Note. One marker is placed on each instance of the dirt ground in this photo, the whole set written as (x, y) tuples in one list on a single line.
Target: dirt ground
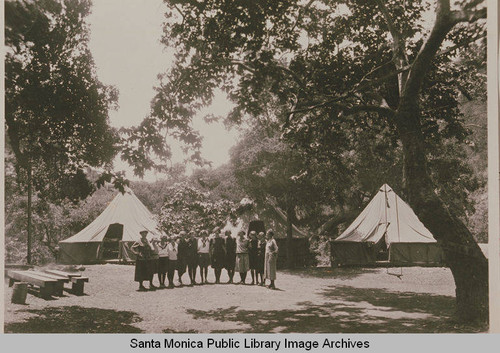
[(319, 300)]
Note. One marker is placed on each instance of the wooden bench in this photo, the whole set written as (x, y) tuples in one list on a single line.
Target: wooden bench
[(47, 286), (59, 290), (77, 280)]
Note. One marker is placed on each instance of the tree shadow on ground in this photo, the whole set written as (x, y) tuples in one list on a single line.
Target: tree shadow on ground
[(351, 310), (344, 273), (76, 319)]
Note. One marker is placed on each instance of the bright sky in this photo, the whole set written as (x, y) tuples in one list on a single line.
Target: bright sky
[(125, 43)]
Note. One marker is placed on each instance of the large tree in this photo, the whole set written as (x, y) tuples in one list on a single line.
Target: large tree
[(56, 109), (333, 65)]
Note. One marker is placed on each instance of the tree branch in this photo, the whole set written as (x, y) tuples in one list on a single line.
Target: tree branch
[(427, 53), (468, 16)]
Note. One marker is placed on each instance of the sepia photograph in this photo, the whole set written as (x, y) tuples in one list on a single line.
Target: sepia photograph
[(241, 167)]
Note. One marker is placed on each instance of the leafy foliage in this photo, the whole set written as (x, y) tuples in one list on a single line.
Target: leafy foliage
[(56, 108), (188, 208)]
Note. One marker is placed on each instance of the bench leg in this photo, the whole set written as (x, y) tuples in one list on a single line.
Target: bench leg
[(77, 288), (45, 292)]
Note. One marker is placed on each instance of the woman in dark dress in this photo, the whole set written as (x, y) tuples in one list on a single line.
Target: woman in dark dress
[(192, 256), (162, 260), (242, 262), (143, 250), (218, 254), (261, 251), (230, 255), (182, 256), (252, 255)]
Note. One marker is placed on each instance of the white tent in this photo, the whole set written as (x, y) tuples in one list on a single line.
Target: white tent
[(112, 233), (387, 222)]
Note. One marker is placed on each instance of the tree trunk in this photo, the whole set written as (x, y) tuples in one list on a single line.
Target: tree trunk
[(289, 238), (464, 257), (28, 255)]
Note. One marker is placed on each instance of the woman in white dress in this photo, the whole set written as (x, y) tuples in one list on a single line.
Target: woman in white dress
[(270, 258)]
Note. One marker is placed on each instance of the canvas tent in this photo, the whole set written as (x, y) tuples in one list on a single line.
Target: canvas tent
[(111, 234), (387, 229)]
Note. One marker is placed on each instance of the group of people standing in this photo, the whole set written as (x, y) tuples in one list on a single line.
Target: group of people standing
[(187, 252)]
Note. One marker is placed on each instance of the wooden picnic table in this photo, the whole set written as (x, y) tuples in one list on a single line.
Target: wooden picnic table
[(59, 290), (77, 280), (47, 286)]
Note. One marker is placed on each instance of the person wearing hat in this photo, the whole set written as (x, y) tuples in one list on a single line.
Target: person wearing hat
[(143, 250), (218, 253), (261, 252), (203, 255), (182, 254), (230, 255), (253, 245), (271, 257), (162, 260), (242, 264), (192, 256), (172, 261)]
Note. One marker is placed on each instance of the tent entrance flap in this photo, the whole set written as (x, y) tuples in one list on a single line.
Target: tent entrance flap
[(110, 248)]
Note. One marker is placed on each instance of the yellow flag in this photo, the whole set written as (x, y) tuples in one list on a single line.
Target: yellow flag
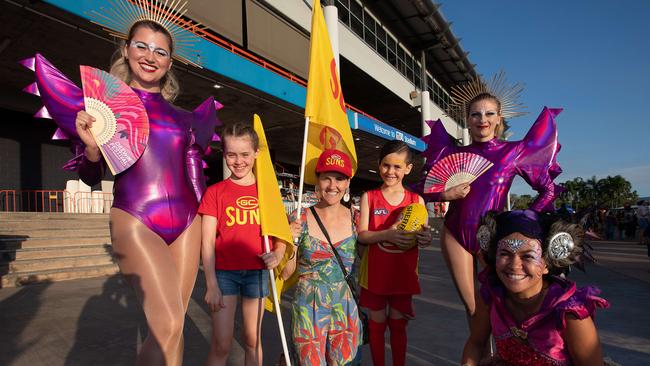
[(273, 219), (325, 107)]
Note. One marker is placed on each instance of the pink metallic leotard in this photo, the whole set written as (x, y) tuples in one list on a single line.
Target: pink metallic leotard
[(533, 158), (164, 186)]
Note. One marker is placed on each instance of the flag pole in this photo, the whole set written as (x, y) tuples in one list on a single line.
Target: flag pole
[(276, 303), (302, 167)]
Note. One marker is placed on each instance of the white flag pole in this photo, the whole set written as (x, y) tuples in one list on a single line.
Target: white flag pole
[(302, 166), (276, 303)]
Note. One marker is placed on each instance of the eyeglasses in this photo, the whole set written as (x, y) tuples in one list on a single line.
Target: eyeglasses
[(143, 47), (479, 114)]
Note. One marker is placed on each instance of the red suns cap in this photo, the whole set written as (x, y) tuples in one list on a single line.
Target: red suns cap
[(334, 161)]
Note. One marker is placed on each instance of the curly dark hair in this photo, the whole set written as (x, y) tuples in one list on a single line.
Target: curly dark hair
[(549, 224)]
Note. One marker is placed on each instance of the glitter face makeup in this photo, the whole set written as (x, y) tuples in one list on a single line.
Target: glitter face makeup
[(520, 265)]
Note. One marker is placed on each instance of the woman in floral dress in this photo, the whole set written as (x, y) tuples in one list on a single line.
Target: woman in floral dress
[(326, 328)]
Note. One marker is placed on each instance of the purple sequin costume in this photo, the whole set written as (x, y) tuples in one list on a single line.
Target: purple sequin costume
[(163, 188), (533, 158), (538, 339)]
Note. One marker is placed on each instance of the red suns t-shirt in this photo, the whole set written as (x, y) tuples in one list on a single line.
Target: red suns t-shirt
[(391, 271), (239, 240)]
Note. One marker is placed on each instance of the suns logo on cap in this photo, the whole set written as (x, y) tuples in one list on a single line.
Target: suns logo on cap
[(335, 159)]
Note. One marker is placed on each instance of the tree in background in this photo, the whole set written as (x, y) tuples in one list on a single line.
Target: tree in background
[(520, 202), (609, 192)]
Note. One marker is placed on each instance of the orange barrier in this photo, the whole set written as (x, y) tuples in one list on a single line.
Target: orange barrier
##########
** WHAT TO WORK ON **
Can you convert all the records above into a Markdown table with columns named Row and Line, giving each non-blank line its own numbered row and leaving the pictures out?

** RESULT OF THE TASK **
| Row | Line |
|---|---|
| 1 | Note. One marker is placed on each instance of the dirt ground in this photo, the whole set written as (x, y) tuples in one list on a single line. |
| 2 | Target: dirt ground |
| 3 | [(319, 300)] |
| 4 | Note. One marker is placed on each instance of the wooden bench in this photo, the whole set written as (x, y) tuples in one list on a single line. |
| 5 | Target: wooden bench |
| 6 | [(47, 286), (59, 290), (77, 280)] |
| 7 | Note. One marker is placed on each instance of the tree shadow on ground in this photo, the whole set written as (x, y) tuples in one list on a single line. |
| 8 | Target: tree shadow on ground |
| 9 | [(351, 310), (344, 273), (76, 319)] |
| 10 | Note. One marker is placed on each instance of the bright sky in this photo, the whole set written as (x, y) tuples in one list on a single line. |
| 11 | Target: bright sky |
| 12 | [(125, 43)] |
| 13 | Note. One marker is placed on each instance of the large tree in this photo, the whole set written as (x, y) tuples in one list on a single line. |
| 14 | Target: large tree |
| 15 | [(56, 109), (333, 65)] |
| 16 | Note. One marker is placed on each instance of the tree branch in this photo, the whole set written as (x, y) tuples in one list on a single line. |
| 17 | Target: tree branch |
| 18 | [(427, 53), (468, 16)] |
| 19 | Note. One marker is placed on each instance of the sepia photograph in this photo, the whole set written as (x, y) tuples in one list on a single line. |
| 20 | Target: sepia photograph |
| 21 | [(241, 167)] |
| 22 | Note. One marker is placed on each instance of the leafy foliage in this photo, the whole set written as (x, y) tuples in one list on a single line. |
| 23 | Target: leafy foliage |
| 24 | [(56, 108), (188, 208)] |
| 25 | Note. One marker is placed on each instance of the bench leg in this photo, the whole set written as (x, y) tuples in one list on a single line. |
| 26 | Target: bench leg |
| 27 | [(77, 288), (45, 292)] |
| 28 | Note. One marker is placed on each instance of the woman in dark dress in this photo, the whole set written as (x, y) tuples in one list on a single line. |
| 29 | Target: woman in dark dress |
| 30 | [(192, 256), (162, 260), (242, 262), (143, 250), (218, 254), (261, 251), (230, 255), (182, 256), (252, 255)] |
| 31 | Note. One marker is placed on each instance of the white tent in this photo, the whole set written as (x, y) tuples in one list on a single line. |
| 32 | Target: white tent |
| 33 | [(112, 233), (387, 222)] |
| 34 | Note. One marker is placed on each instance of the tree trunk in this photo, the whole set written as (x, y) tuples in one list on a single line. |
| 35 | Target: tree trunk |
| 36 | [(289, 238), (464, 257), (28, 255)] |
| 37 | Note. One marker is placed on each instance of the woman in white dress in this photo, the whole set written as (x, y) tuples in one list on a single line. |
| 38 | Target: woman in white dress |
| 39 | [(270, 258)] |
| 40 | Note. One marker is placed on each instance of the canvas tent in this photo, the whole set written as (x, y) tuples in one list on a single line. |
| 41 | Target: canvas tent |
| 42 | [(111, 234), (387, 229)] |
| 43 | Note. One marker is placed on each instance of the group of people standing in this photo, the whole set written as (x, y) tuples in one list on a single line. |
| 44 | Target: group of people standing |
| 45 | [(187, 252)] |
| 46 | Note. One marker is placed on each instance of the wooden picnic table in this photo, the whole set written as (x, y) tuples in one list on a single line. |
| 47 | Target: wooden picnic table |
| 48 | [(59, 290), (77, 280), (47, 286)] |
| 49 | Note. One marker is placed on each instance of the person wearing hat in this photo, the whole set written as (x, y) tuples in one list on a single line. |
| 50 | Target: person wearing hat |
| 51 | [(143, 250), (218, 253), (261, 252), (203, 255), (182, 254), (230, 255), (253, 245), (271, 257), (162, 260), (242, 264), (192, 256), (172, 261)] |
| 52 | Note. One marker is placed on each instance of the tent entrance flap in this photo, the whole set written as (x, y) tuples in one list on a single line. |
| 53 | Target: tent entrance flap |
| 54 | [(110, 248)] |
| 55 | Note. One marker is placed on each instance of the yellow flag in this photo, the whole set written as (x, y) tuples in one list on a single line. |
| 56 | Target: yellow flag |
| 57 | [(273, 219), (325, 107)] |
| 58 | Note. One marker is placed on each instance of the pink metallic leotard in this photo, the whole set written as (x, y) tuples in one list on a single line. |
| 59 | Target: pink metallic leotard |
| 60 | [(533, 158), (164, 186)] |
| 61 | Note. One marker is placed on each instance of the flag pole in this photo, the whole set written as (x, y) tuples in one list on a single line. |
| 62 | Target: flag pole |
| 63 | [(276, 303), (302, 167)] |
| 64 | Note. One marker is placed on each instance of the white flag pole in this photo, the whole set written as (x, y) tuples in one list on a single line. |
| 65 | Target: white flag pole |
| 66 | [(302, 166), (276, 303)] |
| 67 | Note. One marker is placed on each instance of the eyeglasses in this photo, the whole set written as (x, y) tuples in one list on a single line. |
| 68 | Target: eyeglasses |
| 69 | [(143, 47), (479, 114)] |
| 70 | Note. One marker is placed on each instance of the red suns cap in this photo, the whole set written as (x, y) tuples in one list on a single line. |
| 71 | Target: red suns cap |
| 72 | [(334, 161)] |
| 73 | Note. One marker is placed on each instance of the curly dark hair in this photo, the whole set written as (x, y) tuples in one list on a single line. |
| 74 | Target: curly dark hair |
| 75 | [(549, 224)] |
| 76 | Note. One marker is placed on each instance of the glitter face makeup in this photo, the whole set written as (x, y) tuples in one list on a single line. |
| 77 | Target: glitter face makeup |
| 78 | [(520, 265)] |
| 79 | Note. One marker is placed on each instance of the woman in floral dress in this photo, the whole set written as (x, y) tuples in one list on a single line. |
| 80 | Target: woman in floral dress |
| 81 | [(326, 328)] |
| 82 | Note. One marker is placed on each instance of the purple sequin costume in this photo, the whole set written as (x, y) tuples in one list on a single line. |
| 83 | Target: purple sequin costume |
| 84 | [(163, 188), (533, 158), (538, 339)] |
| 85 | Note. One marker is placed on each instance of the red suns t-shirt in this photo, the whole set written as (x, y) tuples in one list on a single line. |
| 86 | Target: red suns t-shirt |
| 87 | [(391, 271), (239, 240)] |
| 88 | Note. One marker is placed on each instance of the suns logo on cap in this photo, the whole set written as (x, y) tuples in one list on a single line. |
| 89 | Target: suns logo on cap |
| 90 | [(335, 159)] |
| 91 | Note. One marker is placed on each instance of the tree in background in this photo, the whole set written as (x, y) tuples in one list on a single line. |
| 92 | Target: tree in background |
| 93 | [(520, 202), (609, 192)] |
| 94 | Note. One marker is placed on each instance of the orange barrier in this photo, the whole set written as (x, y) tuples in one list on a single line. |
| 95 | Target: orange barrier |